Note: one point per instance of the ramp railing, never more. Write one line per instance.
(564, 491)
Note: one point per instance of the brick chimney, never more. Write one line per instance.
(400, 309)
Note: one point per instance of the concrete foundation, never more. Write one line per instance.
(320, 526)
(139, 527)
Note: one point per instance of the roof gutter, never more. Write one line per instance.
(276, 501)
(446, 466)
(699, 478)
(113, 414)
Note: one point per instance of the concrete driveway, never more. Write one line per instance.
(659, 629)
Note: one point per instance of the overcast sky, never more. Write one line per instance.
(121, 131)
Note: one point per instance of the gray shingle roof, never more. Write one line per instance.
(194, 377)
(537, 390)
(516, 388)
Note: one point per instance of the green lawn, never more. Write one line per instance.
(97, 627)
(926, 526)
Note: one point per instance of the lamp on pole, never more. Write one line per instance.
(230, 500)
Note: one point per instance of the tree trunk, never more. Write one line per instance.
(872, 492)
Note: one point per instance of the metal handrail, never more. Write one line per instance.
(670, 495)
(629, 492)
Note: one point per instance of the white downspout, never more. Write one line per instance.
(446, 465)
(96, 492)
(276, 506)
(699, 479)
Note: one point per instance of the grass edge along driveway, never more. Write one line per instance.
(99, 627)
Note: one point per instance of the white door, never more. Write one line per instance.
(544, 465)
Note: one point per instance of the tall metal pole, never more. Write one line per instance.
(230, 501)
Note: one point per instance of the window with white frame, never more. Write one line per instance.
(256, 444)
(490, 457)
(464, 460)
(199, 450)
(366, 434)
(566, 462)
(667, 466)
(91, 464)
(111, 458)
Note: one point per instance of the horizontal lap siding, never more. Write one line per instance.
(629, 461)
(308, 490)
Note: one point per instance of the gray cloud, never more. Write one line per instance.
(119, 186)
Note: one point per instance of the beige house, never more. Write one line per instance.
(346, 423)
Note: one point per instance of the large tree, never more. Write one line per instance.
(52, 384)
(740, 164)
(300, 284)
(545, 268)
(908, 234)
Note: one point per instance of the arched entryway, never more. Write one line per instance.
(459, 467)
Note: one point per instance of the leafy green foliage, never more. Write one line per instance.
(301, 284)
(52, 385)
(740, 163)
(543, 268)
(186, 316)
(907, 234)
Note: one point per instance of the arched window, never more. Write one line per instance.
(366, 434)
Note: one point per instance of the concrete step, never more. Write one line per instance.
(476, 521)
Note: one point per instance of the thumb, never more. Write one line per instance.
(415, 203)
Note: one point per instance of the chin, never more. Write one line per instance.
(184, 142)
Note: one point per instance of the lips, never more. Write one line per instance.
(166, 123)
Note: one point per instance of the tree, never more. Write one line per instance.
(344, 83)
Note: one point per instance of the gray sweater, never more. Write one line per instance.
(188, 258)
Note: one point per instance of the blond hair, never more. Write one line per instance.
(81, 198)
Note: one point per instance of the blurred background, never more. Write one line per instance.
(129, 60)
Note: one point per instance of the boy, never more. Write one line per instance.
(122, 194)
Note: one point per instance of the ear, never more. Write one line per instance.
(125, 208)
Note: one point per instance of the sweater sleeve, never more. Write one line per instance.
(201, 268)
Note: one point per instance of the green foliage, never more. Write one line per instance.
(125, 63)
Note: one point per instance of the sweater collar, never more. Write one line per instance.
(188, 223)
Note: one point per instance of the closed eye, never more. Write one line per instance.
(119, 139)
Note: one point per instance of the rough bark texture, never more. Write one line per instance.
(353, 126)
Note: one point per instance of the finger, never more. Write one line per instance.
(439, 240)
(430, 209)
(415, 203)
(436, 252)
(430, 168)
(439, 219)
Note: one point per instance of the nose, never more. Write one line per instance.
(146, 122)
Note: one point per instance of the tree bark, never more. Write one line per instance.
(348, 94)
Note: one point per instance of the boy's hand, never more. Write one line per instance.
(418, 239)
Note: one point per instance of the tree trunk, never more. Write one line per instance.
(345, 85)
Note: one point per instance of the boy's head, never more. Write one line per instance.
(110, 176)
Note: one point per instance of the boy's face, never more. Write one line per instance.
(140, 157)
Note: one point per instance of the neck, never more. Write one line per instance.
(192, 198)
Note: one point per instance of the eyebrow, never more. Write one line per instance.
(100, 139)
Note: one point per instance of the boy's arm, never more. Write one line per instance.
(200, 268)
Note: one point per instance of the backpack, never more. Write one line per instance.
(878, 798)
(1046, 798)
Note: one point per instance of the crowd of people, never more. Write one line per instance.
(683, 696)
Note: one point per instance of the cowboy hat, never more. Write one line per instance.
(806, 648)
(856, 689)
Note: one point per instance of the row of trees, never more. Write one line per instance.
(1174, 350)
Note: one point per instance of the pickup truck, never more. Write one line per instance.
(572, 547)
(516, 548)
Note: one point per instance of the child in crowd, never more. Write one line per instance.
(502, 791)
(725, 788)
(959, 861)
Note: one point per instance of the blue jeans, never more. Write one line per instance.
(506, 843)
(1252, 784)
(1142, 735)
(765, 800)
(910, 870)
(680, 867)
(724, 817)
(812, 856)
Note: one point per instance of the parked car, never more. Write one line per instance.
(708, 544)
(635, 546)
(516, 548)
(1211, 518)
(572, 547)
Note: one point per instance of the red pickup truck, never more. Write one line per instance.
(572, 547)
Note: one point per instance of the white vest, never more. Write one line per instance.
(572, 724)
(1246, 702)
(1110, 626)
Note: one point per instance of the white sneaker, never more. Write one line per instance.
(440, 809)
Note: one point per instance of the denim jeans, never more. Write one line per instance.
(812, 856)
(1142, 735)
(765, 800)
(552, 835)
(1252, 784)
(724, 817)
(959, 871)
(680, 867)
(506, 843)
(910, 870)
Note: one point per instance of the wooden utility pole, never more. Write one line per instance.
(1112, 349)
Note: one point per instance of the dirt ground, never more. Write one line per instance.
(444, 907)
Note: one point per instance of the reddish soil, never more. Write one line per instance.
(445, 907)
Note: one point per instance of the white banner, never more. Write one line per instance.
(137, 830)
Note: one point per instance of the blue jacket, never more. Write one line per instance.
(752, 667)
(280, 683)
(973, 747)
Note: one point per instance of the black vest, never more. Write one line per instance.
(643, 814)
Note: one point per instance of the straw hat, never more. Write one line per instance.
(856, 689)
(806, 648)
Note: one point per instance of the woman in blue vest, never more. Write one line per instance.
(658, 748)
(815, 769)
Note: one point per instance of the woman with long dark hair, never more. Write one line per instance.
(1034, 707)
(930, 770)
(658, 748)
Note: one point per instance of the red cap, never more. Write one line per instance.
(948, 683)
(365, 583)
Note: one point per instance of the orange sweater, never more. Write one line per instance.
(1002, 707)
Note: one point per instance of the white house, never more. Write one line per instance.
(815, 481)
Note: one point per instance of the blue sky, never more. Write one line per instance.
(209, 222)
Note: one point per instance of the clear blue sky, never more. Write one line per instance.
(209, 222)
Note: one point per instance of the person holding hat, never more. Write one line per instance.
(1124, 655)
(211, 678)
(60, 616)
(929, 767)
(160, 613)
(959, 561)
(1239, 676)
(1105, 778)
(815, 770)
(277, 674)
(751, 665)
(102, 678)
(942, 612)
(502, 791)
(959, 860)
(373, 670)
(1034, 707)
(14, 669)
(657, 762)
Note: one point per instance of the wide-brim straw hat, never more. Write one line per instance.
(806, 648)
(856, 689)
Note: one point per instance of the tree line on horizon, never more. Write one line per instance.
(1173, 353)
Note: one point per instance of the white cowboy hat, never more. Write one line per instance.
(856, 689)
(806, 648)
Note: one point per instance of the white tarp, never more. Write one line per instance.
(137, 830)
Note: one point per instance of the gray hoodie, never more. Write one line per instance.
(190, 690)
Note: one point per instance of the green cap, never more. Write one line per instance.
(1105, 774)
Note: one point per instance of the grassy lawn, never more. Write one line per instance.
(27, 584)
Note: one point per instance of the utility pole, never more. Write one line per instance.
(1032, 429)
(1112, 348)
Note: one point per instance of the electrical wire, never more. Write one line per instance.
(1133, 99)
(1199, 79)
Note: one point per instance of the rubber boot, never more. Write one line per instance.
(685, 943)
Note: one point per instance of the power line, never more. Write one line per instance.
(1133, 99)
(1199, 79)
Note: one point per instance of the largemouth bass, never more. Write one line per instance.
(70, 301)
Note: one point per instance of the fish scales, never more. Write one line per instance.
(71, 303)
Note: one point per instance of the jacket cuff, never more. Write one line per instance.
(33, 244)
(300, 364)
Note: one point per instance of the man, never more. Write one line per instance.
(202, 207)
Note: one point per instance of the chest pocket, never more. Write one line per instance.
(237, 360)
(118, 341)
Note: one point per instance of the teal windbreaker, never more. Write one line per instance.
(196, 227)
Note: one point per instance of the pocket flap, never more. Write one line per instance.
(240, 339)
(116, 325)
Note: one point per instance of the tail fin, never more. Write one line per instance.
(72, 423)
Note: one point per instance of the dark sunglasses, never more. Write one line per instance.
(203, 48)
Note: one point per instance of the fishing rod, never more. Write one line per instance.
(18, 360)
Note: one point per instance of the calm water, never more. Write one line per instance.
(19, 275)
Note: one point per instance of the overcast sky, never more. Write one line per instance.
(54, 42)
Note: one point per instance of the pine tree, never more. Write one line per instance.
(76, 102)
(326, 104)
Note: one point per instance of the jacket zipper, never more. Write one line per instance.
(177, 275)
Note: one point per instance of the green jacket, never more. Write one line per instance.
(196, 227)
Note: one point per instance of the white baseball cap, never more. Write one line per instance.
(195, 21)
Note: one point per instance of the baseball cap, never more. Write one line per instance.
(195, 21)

Goal of the exercise
Reproduce exactly the stretch of lines that starts at the one containing "Note: one point per instance of the baseball" and ends with the final line of the data, including both ends and nothing more.

Written answer
Note: one point per instance of the baseball cap, never more. Write one line per instance.
(195, 21)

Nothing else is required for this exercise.